▸ **To be done**: Copy the records below exactly, leaving out every picture.

▸ **Entries from an annotation dataset**:
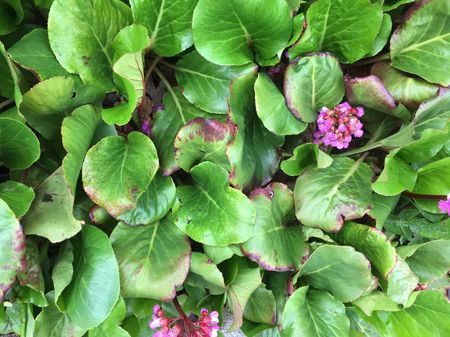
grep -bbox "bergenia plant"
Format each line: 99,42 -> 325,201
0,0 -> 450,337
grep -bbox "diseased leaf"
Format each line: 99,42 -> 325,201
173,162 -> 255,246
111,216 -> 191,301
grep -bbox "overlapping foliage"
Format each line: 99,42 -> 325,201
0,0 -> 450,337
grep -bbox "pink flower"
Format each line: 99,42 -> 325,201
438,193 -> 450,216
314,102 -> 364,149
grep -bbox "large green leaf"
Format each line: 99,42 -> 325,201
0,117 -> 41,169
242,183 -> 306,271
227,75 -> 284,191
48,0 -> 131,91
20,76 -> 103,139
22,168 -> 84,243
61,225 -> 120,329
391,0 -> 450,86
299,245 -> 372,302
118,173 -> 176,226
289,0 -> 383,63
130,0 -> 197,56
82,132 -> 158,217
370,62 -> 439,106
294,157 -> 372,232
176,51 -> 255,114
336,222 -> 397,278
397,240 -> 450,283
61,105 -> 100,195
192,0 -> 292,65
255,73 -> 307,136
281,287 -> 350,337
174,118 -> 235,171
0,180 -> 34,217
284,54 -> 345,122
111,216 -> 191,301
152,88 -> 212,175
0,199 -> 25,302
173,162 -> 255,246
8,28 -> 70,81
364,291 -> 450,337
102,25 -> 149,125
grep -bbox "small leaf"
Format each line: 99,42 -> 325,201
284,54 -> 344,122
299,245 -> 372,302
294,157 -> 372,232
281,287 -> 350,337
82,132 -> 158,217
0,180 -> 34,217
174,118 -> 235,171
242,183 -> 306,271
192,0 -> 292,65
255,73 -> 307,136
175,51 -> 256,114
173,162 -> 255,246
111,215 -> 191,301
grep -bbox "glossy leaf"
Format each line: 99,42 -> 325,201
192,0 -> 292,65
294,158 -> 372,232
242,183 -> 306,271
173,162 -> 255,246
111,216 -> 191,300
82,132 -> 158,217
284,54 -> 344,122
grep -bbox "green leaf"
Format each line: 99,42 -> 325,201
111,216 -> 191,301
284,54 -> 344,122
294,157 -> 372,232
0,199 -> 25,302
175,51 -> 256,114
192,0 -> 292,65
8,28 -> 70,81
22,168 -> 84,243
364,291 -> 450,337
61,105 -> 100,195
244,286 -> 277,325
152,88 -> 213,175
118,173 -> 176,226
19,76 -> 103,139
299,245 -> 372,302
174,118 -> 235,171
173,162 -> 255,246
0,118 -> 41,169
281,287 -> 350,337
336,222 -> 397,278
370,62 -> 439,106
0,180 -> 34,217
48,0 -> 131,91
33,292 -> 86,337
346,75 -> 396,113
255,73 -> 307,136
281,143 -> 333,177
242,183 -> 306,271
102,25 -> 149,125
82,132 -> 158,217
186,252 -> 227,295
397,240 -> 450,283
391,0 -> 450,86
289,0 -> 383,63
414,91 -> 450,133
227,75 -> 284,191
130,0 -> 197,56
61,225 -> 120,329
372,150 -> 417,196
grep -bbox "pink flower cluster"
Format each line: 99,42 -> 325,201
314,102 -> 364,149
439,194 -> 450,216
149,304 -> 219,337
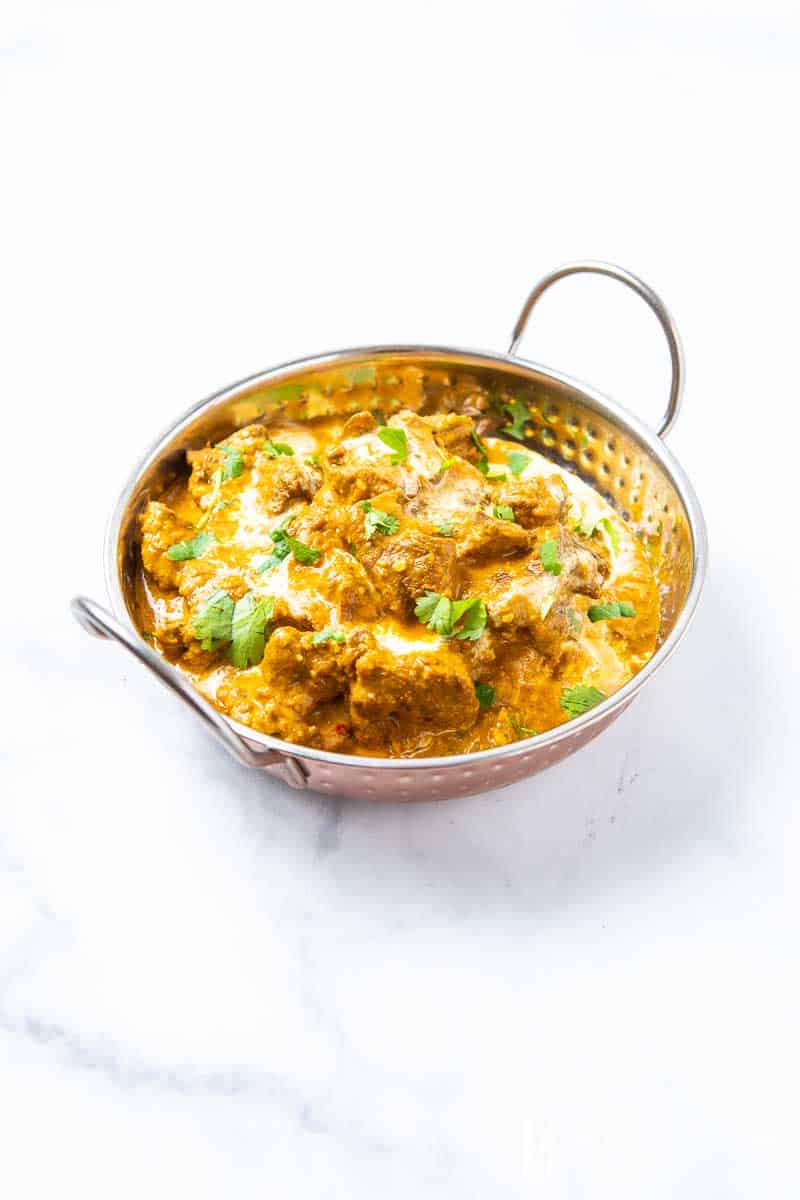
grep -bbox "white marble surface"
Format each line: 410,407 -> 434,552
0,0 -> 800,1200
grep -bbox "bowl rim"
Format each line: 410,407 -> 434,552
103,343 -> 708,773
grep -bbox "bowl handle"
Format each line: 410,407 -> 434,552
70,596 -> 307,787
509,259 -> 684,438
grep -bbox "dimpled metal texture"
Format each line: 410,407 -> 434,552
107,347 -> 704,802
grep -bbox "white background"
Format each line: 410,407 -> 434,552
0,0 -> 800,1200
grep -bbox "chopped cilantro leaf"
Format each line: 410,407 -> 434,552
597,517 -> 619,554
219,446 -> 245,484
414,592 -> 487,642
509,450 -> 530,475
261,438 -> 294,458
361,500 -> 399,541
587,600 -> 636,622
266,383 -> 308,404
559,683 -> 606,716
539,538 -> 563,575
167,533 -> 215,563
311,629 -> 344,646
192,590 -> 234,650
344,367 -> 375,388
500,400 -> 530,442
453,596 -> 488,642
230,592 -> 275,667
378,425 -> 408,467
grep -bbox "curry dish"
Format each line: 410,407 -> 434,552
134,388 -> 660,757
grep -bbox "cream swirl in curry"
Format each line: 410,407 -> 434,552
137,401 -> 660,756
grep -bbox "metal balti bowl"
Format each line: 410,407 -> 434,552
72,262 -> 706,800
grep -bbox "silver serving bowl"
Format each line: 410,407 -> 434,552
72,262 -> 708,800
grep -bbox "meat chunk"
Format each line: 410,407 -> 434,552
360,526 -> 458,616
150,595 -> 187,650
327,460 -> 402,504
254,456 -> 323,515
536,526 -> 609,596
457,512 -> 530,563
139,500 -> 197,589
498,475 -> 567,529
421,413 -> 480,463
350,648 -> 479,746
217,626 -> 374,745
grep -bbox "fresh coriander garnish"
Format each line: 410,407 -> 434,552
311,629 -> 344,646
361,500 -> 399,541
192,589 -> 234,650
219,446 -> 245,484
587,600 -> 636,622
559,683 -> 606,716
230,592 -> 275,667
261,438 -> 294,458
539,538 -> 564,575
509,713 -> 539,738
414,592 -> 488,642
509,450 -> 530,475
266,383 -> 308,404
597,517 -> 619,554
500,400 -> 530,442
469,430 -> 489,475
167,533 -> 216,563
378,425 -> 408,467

▸ **Completed task**:
grep -bbox "bergenia plant"
Format each line: 99,42 -> 325,201
0,0 -> 450,337
grep -bbox "diseased leaf"
Format each line: 99,42 -> 325,201
173,162 -> 255,246
111,216 -> 191,301
grep -bbox "overlapping foliage"
Format each line: 99,42 -> 325,201
0,0 -> 450,337
grep -bbox "pink flower"
Format each line: 99,42 -> 325,201
438,193 -> 450,216
314,102 -> 364,149
grep -bbox "large green leaf"
Format each line: 99,42 -> 325,201
0,117 -> 41,169
242,183 -> 306,271
227,75 -> 284,191
48,0 -> 131,91
20,76 -> 103,139
22,168 -> 84,243
61,225 -> 120,329
391,0 -> 450,86
299,245 -> 372,302
118,173 -> 176,226
289,0 -> 383,63
130,0 -> 197,56
82,132 -> 158,217
370,62 -> 439,106
294,157 -> 372,232
176,51 -> 255,114
336,222 -> 397,278
397,240 -> 450,283
61,105 -> 100,195
192,0 -> 292,65
255,73 -> 307,136
281,287 -> 350,337
174,118 -> 235,171
0,180 -> 34,217
284,54 -> 345,122
111,216 -> 191,301
152,88 -> 212,175
0,199 -> 25,302
173,162 -> 255,246
8,28 -> 70,81
364,291 -> 450,337
102,25 -> 149,125
grep -bbox "small leaf"
Format each line: 99,42 -> 325,201
284,54 -> 344,122
299,245 -> 372,302
294,157 -> 372,232
281,287 -> 350,337
82,132 -> 158,217
0,180 -> 34,217
174,118 -> 235,171
242,183 -> 306,271
192,0 -> 292,65
255,73 -> 307,136
175,51 -> 256,114
173,162 -> 255,246
111,215 -> 191,301
grep -bbox "glossy leaf"
Format each line: 99,42 -> 325,201
192,0 -> 292,65
294,158 -> 372,232
242,183 -> 306,271
173,162 -> 255,246
111,216 -> 191,300
82,132 -> 158,217
284,54 -> 344,122
grep -bbox "green leaf"
Format each line: 99,42 -> 325,201
111,216 -> 191,301
284,54 -> 344,122
294,157 -> 372,232
0,199 -> 25,302
175,51 -> 256,114
192,0 -> 292,65
8,28 -> 70,81
22,168 -> 84,243
364,291 -> 450,337
61,105 -> 100,195
244,286 -> 277,325
152,88 -> 213,175
118,173 -> 176,226
19,76 -> 103,139
299,245 -> 372,302
174,118 -> 235,171
173,162 -> 255,246
0,118 -> 41,169
281,287 -> 350,337
336,222 -> 397,278
370,62 -> 439,106
0,180 -> 34,217
48,0 -> 131,91
33,292 -> 86,337
346,75 -> 396,113
255,73 -> 307,136
281,143 -> 333,177
242,183 -> 306,271
102,25 -> 149,125
82,132 -> 158,217
186,252 -> 227,295
397,240 -> 450,283
391,0 -> 450,86
289,0 -> 383,63
414,91 -> 450,133
227,75 -> 284,191
130,0 -> 197,56
61,225 -> 120,329
372,150 -> 417,196
grep -bbox "pink flower cluster"
Format each line: 99,42 -> 325,201
314,102 -> 364,149
439,194 -> 450,216
149,304 -> 219,337
grep -bbox "white marble surface"
Format each line: 410,407 -> 434,552
0,0 -> 800,1200
grep -bbox "bowl rim"
Format each line: 410,407 -> 434,552
103,343 -> 708,773
grep -bbox "bowl handle"
Format each line: 410,407 -> 434,552
70,596 -> 307,787
509,259 -> 684,438
grep -bbox "dimpled metal texture"
Format each line: 410,407 -> 434,552
107,347 -> 704,802
grep -bbox "white background"
Format each line: 410,407 -> 434,552
0,0 -> 800,1200
grep -bbox "chopped cilantro leaf"
Format each line: 410,407 -> 434,552
597,517 -> 619,554
219,446 -> 245,484
414,592 -> 487,642
509,450 -> 530,475
261,438 -> 294,458
361,500 -> 399,541
587,600 -> 636,622
266,383 -> 308,404
559,683 -> 606,716
539,538 -> 563,575
167,533 -> 215,563
311,629 -> 344,646
192,590 -> 234,650
344,367 -> 375,388
500,400 -> 530,442
453,596 -> 488,642
230,592 -> 275,667
378,425 -> 408,467
grep -bbox "curry dish"
Format each line: 410,407 -> 434,552
134,388 -> 660,757
grep -bbox "cream swirl in curry"
Format each line: 410,407 -> 434,552
137,401 -> 660,756
grep -bbox "metal balti bowl"
Format each line: 410,407 -> 434,552
72,262 -> 706,800
grep -bbox "silver serving bowl"
Format each line: 410,407 -> 434,552
72,262 -> 708,800
grep -bbox "meat chunk"
Format each line: 410,407 -> 434,552
360,526 -> 458,616
150,595 -> 187,650
327,460 -> 402,504
254,456 -> 323,515
536,526 -> 609,596
457,512 -> 530,563
139,500 -> 197,589
498,475 -> 567,529
421,413 -> 480,463
350,648 -> 479,746
217,626 -> 374,745
grep -bbox "fresh coriander garnish"
Format each line: 410,407 -> 434,552
311,629 -> 344,646
361,500 -> 399,541
192,589 -> 234,650
219,446 -> 245,484
587,600 -> 636,622
559,683 -> 606,716
230,592 -> 275,667
261,438 -> 294,458
539,538 -> 564,575
509,713 -> 539,738
414,592 -> 488,642
509,450 -> 530,475
266,383 -> 308,404
597,517 -> 619,554
500,400 -> 530,442
469,430 -> 489,475
167,533 -> 216,563
378,425 -> 408,467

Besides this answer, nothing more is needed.